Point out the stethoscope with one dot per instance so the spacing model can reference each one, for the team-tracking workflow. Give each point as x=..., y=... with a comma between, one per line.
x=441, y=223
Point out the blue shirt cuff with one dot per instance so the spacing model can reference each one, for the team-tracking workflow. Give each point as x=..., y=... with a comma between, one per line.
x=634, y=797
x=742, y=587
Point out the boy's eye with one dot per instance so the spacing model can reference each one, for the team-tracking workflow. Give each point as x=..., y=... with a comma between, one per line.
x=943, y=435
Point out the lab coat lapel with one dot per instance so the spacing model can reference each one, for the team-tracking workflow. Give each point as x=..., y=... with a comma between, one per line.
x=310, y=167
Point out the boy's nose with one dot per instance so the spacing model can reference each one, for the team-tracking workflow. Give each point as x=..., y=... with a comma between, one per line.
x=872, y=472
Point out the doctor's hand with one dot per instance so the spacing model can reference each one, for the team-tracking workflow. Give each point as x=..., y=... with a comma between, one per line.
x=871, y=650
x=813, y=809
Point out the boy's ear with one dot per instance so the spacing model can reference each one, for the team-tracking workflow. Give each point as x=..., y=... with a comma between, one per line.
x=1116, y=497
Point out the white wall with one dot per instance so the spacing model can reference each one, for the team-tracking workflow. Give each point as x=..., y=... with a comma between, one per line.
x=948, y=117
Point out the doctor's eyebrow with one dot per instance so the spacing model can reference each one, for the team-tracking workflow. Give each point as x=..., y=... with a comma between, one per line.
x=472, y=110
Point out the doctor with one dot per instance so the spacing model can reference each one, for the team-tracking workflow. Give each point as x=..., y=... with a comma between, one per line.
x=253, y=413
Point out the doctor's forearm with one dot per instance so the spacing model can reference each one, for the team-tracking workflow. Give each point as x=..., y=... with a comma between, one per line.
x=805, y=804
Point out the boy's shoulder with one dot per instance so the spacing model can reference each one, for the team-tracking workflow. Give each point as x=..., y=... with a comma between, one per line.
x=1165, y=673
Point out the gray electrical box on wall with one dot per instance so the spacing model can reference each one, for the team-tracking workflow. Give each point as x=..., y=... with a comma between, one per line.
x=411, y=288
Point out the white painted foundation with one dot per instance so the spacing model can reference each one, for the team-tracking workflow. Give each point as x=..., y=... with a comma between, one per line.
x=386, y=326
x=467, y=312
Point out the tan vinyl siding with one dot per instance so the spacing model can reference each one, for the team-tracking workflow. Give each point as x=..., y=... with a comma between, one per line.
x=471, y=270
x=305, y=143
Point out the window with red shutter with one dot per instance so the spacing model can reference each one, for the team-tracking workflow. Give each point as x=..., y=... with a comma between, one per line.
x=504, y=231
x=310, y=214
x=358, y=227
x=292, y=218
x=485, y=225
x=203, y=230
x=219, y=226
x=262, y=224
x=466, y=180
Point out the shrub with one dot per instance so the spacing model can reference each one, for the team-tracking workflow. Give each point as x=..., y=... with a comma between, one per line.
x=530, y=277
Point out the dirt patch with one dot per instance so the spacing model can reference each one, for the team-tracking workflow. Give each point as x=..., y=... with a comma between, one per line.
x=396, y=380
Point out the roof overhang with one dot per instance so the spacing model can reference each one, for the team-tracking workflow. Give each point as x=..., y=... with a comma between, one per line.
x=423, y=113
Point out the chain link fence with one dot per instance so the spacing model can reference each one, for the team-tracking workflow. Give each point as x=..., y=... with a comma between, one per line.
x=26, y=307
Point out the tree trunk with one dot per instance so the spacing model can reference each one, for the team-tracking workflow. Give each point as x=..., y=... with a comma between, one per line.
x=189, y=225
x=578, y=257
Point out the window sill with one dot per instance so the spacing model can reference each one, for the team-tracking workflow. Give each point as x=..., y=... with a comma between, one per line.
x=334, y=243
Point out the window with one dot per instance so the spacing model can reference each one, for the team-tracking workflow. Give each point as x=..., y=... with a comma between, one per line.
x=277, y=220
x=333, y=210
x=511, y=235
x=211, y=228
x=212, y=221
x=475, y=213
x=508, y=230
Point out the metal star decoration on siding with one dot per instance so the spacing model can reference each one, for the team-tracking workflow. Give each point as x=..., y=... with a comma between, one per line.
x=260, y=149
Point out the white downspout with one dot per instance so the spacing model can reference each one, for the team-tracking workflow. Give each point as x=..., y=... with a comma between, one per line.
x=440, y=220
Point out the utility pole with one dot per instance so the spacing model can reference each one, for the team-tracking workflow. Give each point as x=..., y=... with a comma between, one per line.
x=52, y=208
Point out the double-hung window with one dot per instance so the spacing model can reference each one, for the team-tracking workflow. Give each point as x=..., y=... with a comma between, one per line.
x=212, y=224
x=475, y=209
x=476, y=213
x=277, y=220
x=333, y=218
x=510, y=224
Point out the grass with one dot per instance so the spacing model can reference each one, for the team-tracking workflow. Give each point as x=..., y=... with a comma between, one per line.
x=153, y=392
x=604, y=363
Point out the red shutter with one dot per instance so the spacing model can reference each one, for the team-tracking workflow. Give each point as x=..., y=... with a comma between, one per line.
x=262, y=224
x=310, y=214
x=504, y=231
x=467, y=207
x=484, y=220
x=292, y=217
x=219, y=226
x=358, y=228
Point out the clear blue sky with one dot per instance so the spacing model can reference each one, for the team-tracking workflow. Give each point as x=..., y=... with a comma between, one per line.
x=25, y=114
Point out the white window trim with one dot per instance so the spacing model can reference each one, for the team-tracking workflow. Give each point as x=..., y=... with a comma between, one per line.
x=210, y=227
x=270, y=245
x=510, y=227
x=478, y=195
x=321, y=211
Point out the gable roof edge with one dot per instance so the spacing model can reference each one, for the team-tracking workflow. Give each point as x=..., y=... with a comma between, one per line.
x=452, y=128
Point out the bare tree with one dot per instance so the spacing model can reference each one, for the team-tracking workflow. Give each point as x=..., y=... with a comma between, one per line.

• **Task brief**: Please give the material again from the line with "Point out the window with red" up to and including the line with "x=260, y=149", changing "spacing model" to "layout model" and leaving everything else the same. Return only those lines.

• **Output of the task**:
Point out the window with red shutter with one dot per instance so the layout model can reference each one, for the team-tracking workflow. Give each point as x=..., y=... with a comma between, one per line.
x=504, y=231
x=310, y=214
x=358, y=227
x=292, y=218
x=485, y=225
x=203, y=230
x=219, y=226
x=262, y=224
x=466, y=180
Point out the shrub with one dot per instance so the layout model can reference each one, for the team-tracking workflow. Give each point as x=..., y=... with a comma between, one per line.
x=530, y=277
Point out the dirt patch with one dot per instance so the layout model can reference each one, for the team-tracking workflow. Give each point as x=..., y=... with a comma between, one per line.
x=396, y=380
Point out the roof overhang with one dot per instance so the layout model can reference each one, for the team-tracking workflow. Give each point as x=..., y=... with a comma between, one per line.
x=423, y=113
Point out the chain link fence with one dot per instance so the layout model can reference each one, for the team-tracking workflow. Give each point as x=..., y=... with a comma between, one per line.
x=26, y=307
Point out the tree trunk with one dot per instance so the layout model can reference each one, for the team-tracking workflow. Give each point as x=..., y=... with a comma between, one per line.
x=189, y=225
x=578, y=257
Point out the window sill with one dot per instance so the layout model can reference each one, for the team-tracking workflow. Give each point as x=..., y=... with a comma between, one per line.
x=334, y=243
Point out the window with one dot per instance so the layout model can reference each one, for the team-tracking workflow. Give each point as x=..., y=... with a comma between, one per line.
x=277, y=220
x=333, y=210
x=511, y=235
x=211, y=228
x=212, y=221
x=475, y=213
x=508, y=230
Point out the metal star decoration on siding with one dot per instance so the layout model can reference each one, for the team-tracking workflow. Give each point as x=..., y=... with a comma between, one per line.
x=260, y=149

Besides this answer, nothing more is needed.